TEXTE FOURNI →
Conditions cumulatives à respecter :

  • Il faut que les officines concernées soient implantées dans la même commune ou dans une commune limitrophe ; et
  • qu’après la fusion, le nombre d’officines dans chaque commune concernée ne soit pas inférieur au quotient de la division de la population par 5.000 ; et
  • que l’officine qui sera fermée après la fusion, ne se trouve pas :
    • A au moins 1 km de l’officine la plus proche ET si celle-ci couvre les besoins de 2.500 habitants ;
    • A au moins 3 km de l’officine la plus proche ET si celle-ci couvre les besoins de 2.000 habitants ;
    • A au moins 5 km de l’officine la plus proche ET si celle-ci couvre les besoins de 1.500 habitants.

3. Fusion + transfert

Lorsque le demandeur dispose de deux officines et qu’il veut en fermer une et transférer l’autre, il doit remplir les conditions cumulatives suivantes :

  • l’une de ses officines doit se trouver à 3.000 mètres du lieu projeté pour le transfert ;
  • le lieu projeté doit se trouver en dehors d’un certain périmètre qui varie en fonction de la population de la commune concernée (distance de 100 mètres par rapport à l’officine la plus proche si la commune compte au moins 30.000 habitants, de 500 mètres si la commune compte entre 7.500 et 30.000 habitants et 1.000 mètres si la commune compte moins de 7.500 habitants) ;
  • à la suite de l’opération, le nombre d’officines dans la/les commune(s) concernée(s) ne peut être inférieur à un.

Le contenu des demandes et la procédure de traitement des demandes sont entièrement revus

La demande ne doit plus inclure la preuve que le demandeur pourra disposer des lieux. Elle doit, par contre, inclure un rapport d’un géomètre contenant le calcul de la zone d’influence et des distances entre les officines.

Concernant la procédure auprès de l’AFMPS, l’arrêté royal maintient la règle selon laquelle les demandes sont traitées dans l’ordre chronologique d’introduction mais certaines différences existent par rapport à l’ancienne réglementation :

  1. C’est le secrétariat qui tranche la question de la recevabilité de la demande (délai de rigueur : 30 jours, à défaut la demande est réputée recevable) ;
  2. Il n’y a plus que l’avis du pharmacien-inspecteur qui est requis (délai de rigueur de 40 jours, à défaut l’avis est réputé favorable) ; 
  3. La procédure se clôture par un rapport du Fonctionnaire d’implantation (délai d’ordre – c’est-à-dire que son dépassement n’emporte pas de conséquence – de 30 jours après l’avis ou de 15 jours après la dernière audition à l’AFMPS) ;
  4. Le Ministre ou son délégué décide (délai d’ordre de 30 jours) ;
  5. En cas de transfert temporaire ou à proximité immédiate, la décision est prise par le Fonctionnaire d’implantation si l’avis du pharmacien-inspecteur est positif.

CONSIGNE 1 →
Relevez s'il vous plaît, dans le texte fourni, toutes les distances de périmètre fixées pour le lieu projeté du transfert, chacune avec la population de commune qui s'y rattache.
CONSIGNE 2 →
D'après le texte fourni, qui tranche la question de la recevabilité de la demande ?
CONSIGNE 3 →
Recopiez un passage du texte fourni : commencez aux mots « 1. C’est le » et arrêtez-vous après « pharmacien-inspecteur est positif. ».
Les entrées de données ne sont pas nécessaires ici.

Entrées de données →
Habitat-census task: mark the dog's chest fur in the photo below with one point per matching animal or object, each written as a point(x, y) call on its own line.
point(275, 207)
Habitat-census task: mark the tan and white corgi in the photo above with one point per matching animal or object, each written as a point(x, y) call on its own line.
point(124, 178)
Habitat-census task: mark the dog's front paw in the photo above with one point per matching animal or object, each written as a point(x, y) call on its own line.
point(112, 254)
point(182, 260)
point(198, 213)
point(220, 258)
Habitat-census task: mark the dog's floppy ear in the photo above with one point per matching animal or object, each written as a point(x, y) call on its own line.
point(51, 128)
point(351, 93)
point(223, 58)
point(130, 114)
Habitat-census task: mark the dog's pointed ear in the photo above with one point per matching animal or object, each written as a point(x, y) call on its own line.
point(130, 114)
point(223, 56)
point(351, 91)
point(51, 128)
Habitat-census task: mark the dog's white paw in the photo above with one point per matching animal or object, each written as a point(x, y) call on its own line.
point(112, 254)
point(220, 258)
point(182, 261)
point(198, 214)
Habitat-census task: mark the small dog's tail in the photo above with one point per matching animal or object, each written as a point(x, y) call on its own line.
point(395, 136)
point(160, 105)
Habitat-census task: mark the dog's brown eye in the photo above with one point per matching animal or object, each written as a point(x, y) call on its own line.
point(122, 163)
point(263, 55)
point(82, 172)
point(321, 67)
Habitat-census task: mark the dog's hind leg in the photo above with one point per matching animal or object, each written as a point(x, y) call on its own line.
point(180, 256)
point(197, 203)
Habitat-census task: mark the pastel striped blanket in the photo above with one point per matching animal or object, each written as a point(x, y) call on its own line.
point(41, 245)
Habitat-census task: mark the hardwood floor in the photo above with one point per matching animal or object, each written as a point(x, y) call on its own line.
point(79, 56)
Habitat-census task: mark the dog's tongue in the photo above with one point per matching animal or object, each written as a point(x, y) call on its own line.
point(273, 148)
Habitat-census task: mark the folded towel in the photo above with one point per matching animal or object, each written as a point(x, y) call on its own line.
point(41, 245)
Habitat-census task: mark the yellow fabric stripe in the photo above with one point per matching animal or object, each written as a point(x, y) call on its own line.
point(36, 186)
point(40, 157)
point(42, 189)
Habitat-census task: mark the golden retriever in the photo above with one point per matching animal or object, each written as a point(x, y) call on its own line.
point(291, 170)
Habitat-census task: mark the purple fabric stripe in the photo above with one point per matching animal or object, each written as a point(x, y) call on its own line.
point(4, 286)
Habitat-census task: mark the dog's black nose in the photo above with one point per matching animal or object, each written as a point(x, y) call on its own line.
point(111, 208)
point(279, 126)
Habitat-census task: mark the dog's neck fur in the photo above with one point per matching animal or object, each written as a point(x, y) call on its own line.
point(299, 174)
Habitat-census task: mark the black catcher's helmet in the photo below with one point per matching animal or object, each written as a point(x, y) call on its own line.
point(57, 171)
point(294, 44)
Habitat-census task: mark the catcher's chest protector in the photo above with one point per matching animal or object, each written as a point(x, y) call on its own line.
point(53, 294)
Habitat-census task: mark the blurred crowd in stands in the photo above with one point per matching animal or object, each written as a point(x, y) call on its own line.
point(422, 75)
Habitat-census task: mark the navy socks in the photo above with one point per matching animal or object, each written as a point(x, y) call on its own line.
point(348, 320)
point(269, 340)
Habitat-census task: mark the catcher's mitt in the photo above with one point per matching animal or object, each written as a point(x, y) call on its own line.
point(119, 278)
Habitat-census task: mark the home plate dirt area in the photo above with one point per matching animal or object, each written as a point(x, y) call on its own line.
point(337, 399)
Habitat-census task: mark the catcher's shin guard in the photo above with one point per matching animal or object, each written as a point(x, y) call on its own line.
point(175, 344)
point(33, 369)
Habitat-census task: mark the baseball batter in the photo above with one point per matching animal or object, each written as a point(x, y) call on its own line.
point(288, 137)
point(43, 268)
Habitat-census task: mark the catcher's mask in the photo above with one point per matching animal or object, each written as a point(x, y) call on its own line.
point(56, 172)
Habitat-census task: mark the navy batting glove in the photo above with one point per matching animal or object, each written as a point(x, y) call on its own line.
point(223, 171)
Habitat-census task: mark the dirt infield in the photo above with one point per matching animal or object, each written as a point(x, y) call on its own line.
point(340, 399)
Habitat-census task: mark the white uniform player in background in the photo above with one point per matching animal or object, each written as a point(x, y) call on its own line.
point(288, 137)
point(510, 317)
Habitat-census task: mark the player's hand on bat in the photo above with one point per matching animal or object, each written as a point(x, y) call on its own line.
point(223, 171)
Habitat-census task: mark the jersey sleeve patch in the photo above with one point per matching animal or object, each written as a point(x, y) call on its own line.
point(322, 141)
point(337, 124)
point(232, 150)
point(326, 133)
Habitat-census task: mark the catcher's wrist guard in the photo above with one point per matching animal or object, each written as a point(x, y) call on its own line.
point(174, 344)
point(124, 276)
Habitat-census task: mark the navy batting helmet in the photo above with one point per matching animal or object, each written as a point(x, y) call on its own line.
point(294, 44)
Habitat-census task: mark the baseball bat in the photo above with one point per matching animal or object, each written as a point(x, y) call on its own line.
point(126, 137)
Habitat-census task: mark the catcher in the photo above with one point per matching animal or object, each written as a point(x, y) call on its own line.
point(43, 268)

SOLUTION DÉTAILLÉE 1 →
- 100 mètres par rapport à l'officine la plus proche si la commune compte au moins 30.000 habitants
- 500 mètres si la commune compte entre 7.500 et 30.000 habitants
- 1.000 mètres si la commune compte moins de 7.500 habitants

SOLUTION DÉTAILLÉE 2 →
Le secrétariat.

SOLUTION DÉTAILLÉE 3 →
1. C’est le secrétariat qui tranche la question de la recevabilité de la demande (délai de rigueur : 30 jours, à défaut la demande est réputée recevable) ;
  2. Il n’y a plus que l’avis du pharmacien-inspecteur qui est requis (délai de rigueur de 40 jours, à défaut l’avis est réputé favorable) ; 
  3. La procédure se clôture par un rapport du Fonctionnaire d’implantation (délai d’ordre – c’est-à-dire que son dépassement n’emporte pas de conséquence – de 30 jours après l’avis ou de 15 jours après la dernière audition à l’AFMPS) ;
  4. Le Ministre ou son délégué décide (délai d’ordre de 30 jours) ;
  5. En cas de transfert temporaire ou à proximité immédiate, la décision est prise par le Fonctionnaire d’implantation si l’avis du pharmacien-inspecteur est positif.